### PROBLEM SET
1. List every section heading that appears in the passage about the film Sunday Bloody Sunday.
2. Please reproduce the passage about the film Sunday Bloody Sunday from "Several actresses (including" up to and including "to August 1970.".

### QUOTED PASSAGE
Several actresses (including Dame Edith Evans and Thora Hird) politely refused the part of Glenda Jackson's mother, Mrs. Greville, because they thought the project was too risqué. Dame Peggy Ashcroft accepted, after the director explained to her the elements of the story, and she gladly signed on.

===Filming===
Filming took place from March to August 1970.

Daniel Day-Lewis made his film debut in an uncredited role as a vandal. He described the experience as "heaven", getting paid £2 to vandalise expensive cars parked near St Alfege Church, Greenwich. The sequence showed children walking alongside a line of parked cars, casually scraping the cars' paintwork with keys, coins, and broken bottles.

Of the kiss scene between Head and Finch, Schlesinger said he wanted to direct it in a "purely natural" way. The director told the New York Times, "Both Peter and Murray were totally involved in their parts and they were certainly less shocked by the kiss than some of the technicians."

"We were eager to make a tender film," said Schlesinger.

During filming Head was in a motorbike accident and the child actors came down with measles.

===Music===
The film makes extensive use of source music including a leitmotif of the trio Soave sia il vento from Mozart's opera Così fan tutte.

==Release==
Schlesinger says that when he showed the film to United Artists executives in New York, "they were all appalled except David Picker. They were prepared to let it quietly die."

The film had its premiere at the Leicester Square Theatre in London on 1 July 1971.

===Box office===
The film performed strongly at the box office in urban centres but was not popular outside these and ultimately lost money. It grossed £20,149 in its first 13 days of release at the Leicester Square Theatre.

===Critical reception===
The film holds an 83% rating on Rotten Tomatoes from 30 reviews. The consensus summarizes: "Led by strong performances from its three leads, Sunday Bloody Sunday takes a sophisticated and groundbreaking look at the complexities of love."

Peter Rainer of Bloomberg News wrote, "It's Finch's finest moment as an actor (and literally a far cry from his most famous role as the 'mad prophet of the airwaves' in Network). As for Jackson, she was never better, more variegated."

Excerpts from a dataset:
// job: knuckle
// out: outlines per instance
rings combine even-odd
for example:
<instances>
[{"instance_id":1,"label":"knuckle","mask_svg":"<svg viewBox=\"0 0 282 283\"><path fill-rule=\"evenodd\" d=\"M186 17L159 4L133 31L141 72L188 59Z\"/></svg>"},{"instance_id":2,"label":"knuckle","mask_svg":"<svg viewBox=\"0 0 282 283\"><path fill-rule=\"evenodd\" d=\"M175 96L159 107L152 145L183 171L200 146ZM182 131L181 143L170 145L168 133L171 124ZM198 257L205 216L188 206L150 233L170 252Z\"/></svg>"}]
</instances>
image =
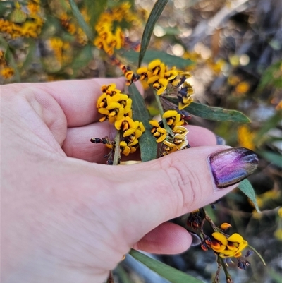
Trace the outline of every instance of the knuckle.
<instances>
[{"instance_id":1,"label":"knuckle","mask_svg":"<svg viewBox=\"0 0 282 283\"><path fill-rule=\"evenodd\" d=\"M181 210L193 210L202 198L201 180L199 174L191 169L180 159L171 159L166 171L170 186L178 196L178 208Z\"/></svg>"}]
</instances>

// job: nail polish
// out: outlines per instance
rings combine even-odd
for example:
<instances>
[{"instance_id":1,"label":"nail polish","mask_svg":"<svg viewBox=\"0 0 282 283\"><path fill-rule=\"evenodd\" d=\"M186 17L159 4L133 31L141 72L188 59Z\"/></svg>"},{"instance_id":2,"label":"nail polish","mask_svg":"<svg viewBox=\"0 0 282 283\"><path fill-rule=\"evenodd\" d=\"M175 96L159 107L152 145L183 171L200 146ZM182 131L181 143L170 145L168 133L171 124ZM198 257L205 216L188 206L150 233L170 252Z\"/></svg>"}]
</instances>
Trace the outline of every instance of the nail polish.
<instances>
[{"instance_id":1,"label":"nail polish","mask_svg":"<svg viewBox=\"0 0 282 283\"><path fill-rule=\"evenodd\" d=\"M208 157L217 188L239 183L255 171L259 159L252 150L244 147L228 148Z\"/></svg>"},{"instance_id":2,"label":"nail polish","mask_svg":"<svg viewBox=\"0 0 282 283\"><path fill-rule=\"evenodd\" d=\"M226 144L226 141L224 140L223 138L221 138L219 136L216 136L216 145L225 145Z\"/></svg>"}]
</instances>

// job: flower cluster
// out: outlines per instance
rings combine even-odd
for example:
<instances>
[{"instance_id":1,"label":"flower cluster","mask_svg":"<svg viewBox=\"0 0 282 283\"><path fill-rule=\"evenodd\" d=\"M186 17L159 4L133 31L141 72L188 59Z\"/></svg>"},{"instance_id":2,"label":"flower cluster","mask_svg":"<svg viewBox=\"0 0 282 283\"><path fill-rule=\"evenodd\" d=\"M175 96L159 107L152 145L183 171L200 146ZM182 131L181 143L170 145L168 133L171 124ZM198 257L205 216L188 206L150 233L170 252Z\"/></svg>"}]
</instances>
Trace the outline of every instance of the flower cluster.
<instances>
[{"instance_id":1,"label":"flower cluster","mask_svg":"<svg viewBox=\"0 0 282 283\"><path fill-rule=\"evenodd\" d=\"M8 39L36 38L41 32L43 23L39 1L30 0L24 7L16 2L9 20L0 18L0 32Z\"/></svg>"},{"instance_id":2,"label":"flower cluster","mask_svg":"<svg viewBox=\"0 0 282 283\"><path fill-rule=\"evenodd\" d=\"M121 131L121 153L127 156L135 152L139 145L138 138L145 128L142 122L132 119L131 98L116 89L114 83L103 85L101 89L102 94L97 102L98 112L103 115L99 121L109 120L110 123L114 123L115 128ZM109 141L104 143L107 147L114 150L114 143Z\"/></svg>"},{"instance_id":3,"label":"flower cluster","mask_svg":"<svg viewBox=\"0 0 282 283\"><path fill-rule=\"evenodd\" d=\"M242 251L247 246L247 241L238 233L234 233L226 238L220 232L212 234L214 240L210 247L221 258L239 258L242 255Z\"/></svg>"},{"instance_id":4,"label":"flower cluster","mask_svg":"<svg viewBox=\"0 0 282 283\"><path fill-rule=\"evenodd\" d=\"M157 120L152 120L149 124L153 126L151 133L157 138L157 143L163 143L162 156L177 150L190 147L186 135L188 130L183 126L185 121L181 115L176 110L168 110L163 114L166 120L166 124L171 130L168 135L167 131L162 128Z\"/></svg>"},{"instance_id":5,"label":"flower cluster","mask_svg":"<svg viewBox=\"0 0 282 283\"><path fill-rule=\"evenodd\" d=\"M147 80L147 83L152 85L157 95L176 94L180 110L188 106L193 100L192 87L187 82L187 79L191 76L188 72L176 70L176 67L168 69L164 63L156 59L147 67L138 68L137 73L141 80ZM168 86L171 86L169 92L167 90Z\"/></svg>"},{"instance_id":6,"label":"flower cluster","mask_svg":"<svg viewBox=\"0 0 282 283\"><path fill-rule=\"evenodd\" d=\"M130 23L135 18L130 12L130 4L128 2L103 13L95 26L97 36L93 41L94 45L109 55L113 55L114 49L120 49L125 43L121 23L124 20Z\"/></svg>"}]
</instances>

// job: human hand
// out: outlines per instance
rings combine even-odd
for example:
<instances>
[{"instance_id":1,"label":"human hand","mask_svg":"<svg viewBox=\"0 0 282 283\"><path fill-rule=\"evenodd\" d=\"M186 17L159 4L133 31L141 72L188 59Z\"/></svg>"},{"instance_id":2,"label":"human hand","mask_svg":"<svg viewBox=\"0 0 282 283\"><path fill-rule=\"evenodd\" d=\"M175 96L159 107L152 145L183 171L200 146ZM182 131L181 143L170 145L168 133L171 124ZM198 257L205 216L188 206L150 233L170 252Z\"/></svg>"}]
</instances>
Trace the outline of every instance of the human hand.
<instances>
[{"instance_id":1,"label":"human hand","mask_svg":"<svg viewBox=\"0 0 282 283\"><path fill-rule=\"evenodd\" d=\"M192 126L189 150L99 164L106 149L90 139L114 136L95 109L100 86L111 83L123 88L123 79L2 86L3 282L102 283L133 246L183 252L191 236L167 221L221 198L255 169L252 152L224 151Z\"/></svg>"}]
</instances>

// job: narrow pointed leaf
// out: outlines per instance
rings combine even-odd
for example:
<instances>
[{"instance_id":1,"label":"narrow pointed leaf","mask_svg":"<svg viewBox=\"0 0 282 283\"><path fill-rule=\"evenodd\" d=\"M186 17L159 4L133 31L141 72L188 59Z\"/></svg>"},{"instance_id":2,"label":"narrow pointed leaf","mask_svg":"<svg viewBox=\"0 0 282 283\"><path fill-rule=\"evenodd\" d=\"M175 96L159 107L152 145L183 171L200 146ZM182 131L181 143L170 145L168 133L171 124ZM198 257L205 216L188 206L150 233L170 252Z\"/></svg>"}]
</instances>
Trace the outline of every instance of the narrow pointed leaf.
<instances>
[{"instance_id":1,"label":"narrow pointed leaf","mask_svg":"<svg viewBox=\"0 0 282 283\"><path fill-rule=\"evenodd\" d=\"M258 212L260 212L254 188L249 181L247 179L242 181L238 188L249 198L250 200L253 203L255 210Z\"/></svg>"},{"instance_id":2,"label":"narrow pointed leaf","mask_svg":"<svg viewBox=\"0 0 282 283\"><path fill-rule=\"evenodd\" d=\"M162 277L170 281L171 283L203 283L202 281L199 280L191 275L171 267L159 260L151 258L135 250L132 249L129 254L135 260L143 263L151 270L154 271Z\"/></svg>"},{"instance_id":3,"label":"narrow pointed leaf","mask_svg":"<svg viewBox=\"0 0 282 283\"><path fill-rule=\"evenodd\" d=\"M141 152L141 160L153 160L157 158L157 143L156 138L151 133L152 126L149 124L151 117L146 108L143 97L140 94L135 85L132 83L129 88L129 93L133 100L133 118L134 121L139 121L143 123L146 131L139 138L139 146Z\"/></svg>"},{"instance_id":4,"label":"narrow pointed leaf","mask_svg":"<svg viewBox=\"0 0 282 283\"><path fill-rule=\"evenodd\" d=\"M92 29L94 28L101 13L105 11L107 2L107 0L85 0L87 13L90 17L90 24Z\"/></svg>"},{"instance_id":5,"label":"narrow pointed leaf","mask_svg":"<svg viewBox=\"0 0 282 283\"><path fill-rule=\"evenodd\" d=\"M138 61L139 52L134 50L127 50L123 56L132 64L136 64ZM149 63L154 59L160 59L166 65L171 67L175 66L179 68L184 68L193 64L190 59L184 59L177 56L168 54L166 52L157 50L147 50L145 54L143 62Z\"/></svg>"},{"instance_id":6,"label":"narrow pointed leaf","mask_svg":"<svg viewBox=\"0 0 282 283\"><path fill-rule=\"evenodd\" d=\"M207 120L237 123L249 123L250 121L247 116L239 111L214 107L201 104L200 103L192 102L185 109L192 115L198 116Z\"/></svg>"},{"instance_id":7,"label":"narrow pointed leaf","mask_svg":"<svg viewBox=\"0 0 282 283\"><path fill-rule=\"evenodd\" d=\"M168 99L168 100L178 104L176 99ZM199 117L217 121L228 121L237 123L250 123L250 121L247 116L237 110L229 110L223 108L214 107L212 106L192 102L185 109L190 114Z\"/></svg>"},{"instance_id":8,"label":"narrow pointed leaf","mask_svg":"<svg viewBox=\"0 0 282 283\"><path fill-rule=\"evenodd\" d=\"M143 57L145 54L147 49L148 48L154 25L158 20L168 1L168 0L157 0L151 11L148 20L144 29L143 35L142 35L140 52L139 54L138 60L139 66L141 66Z\"/></svg>"},{"instance_id":9,"label":"narrow pointed leaf","mask_svg":"<svg viewBox=\"0 0 282 283\"><path fill-rule=\"evenodd\" d=\"M79 11L78 7L77 6L74 0L69 0L70 8L73 11L73 16L78 20L78 25L85 33L86 36L87 37L88 40L92 41L94 39L94 35L92 29L89 26L89 25L85 22L85 20L83 18L83 16L81 14L80 11Z\"/></svg>"}]
</instances>

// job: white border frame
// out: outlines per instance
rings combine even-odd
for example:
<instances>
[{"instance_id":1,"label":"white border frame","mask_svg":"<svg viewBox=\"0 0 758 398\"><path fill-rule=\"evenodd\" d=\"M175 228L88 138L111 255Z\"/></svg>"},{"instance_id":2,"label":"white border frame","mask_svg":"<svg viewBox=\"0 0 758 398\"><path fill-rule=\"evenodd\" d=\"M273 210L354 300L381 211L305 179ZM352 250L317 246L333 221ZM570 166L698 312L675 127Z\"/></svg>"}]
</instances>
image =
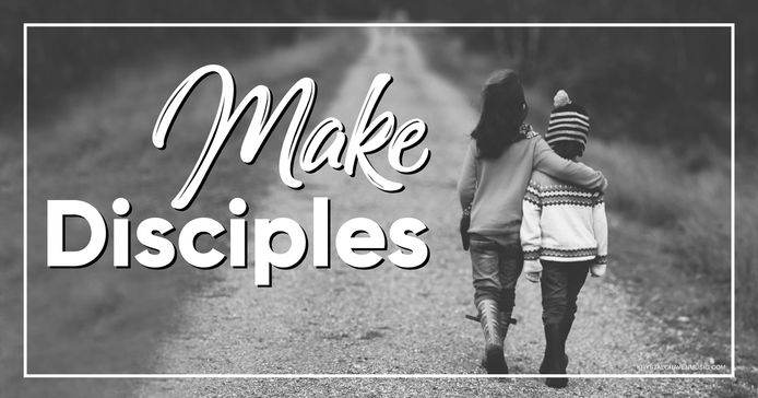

### LIST OF ANSWERS
1. Filming, Music, Release, Box office, Critical reception

2.
Several actresses (including Dame Edith Evans and Thora Hird) politely refused the part of Glenda Jackson's mother, Mrs. Greville, because they thought the project was too risqué. Dame Peggy Ashcroft accepted, after the director explained to her the elements of the story, and she gladly signed on.

===Filming===
Filming took place from March to August 1970.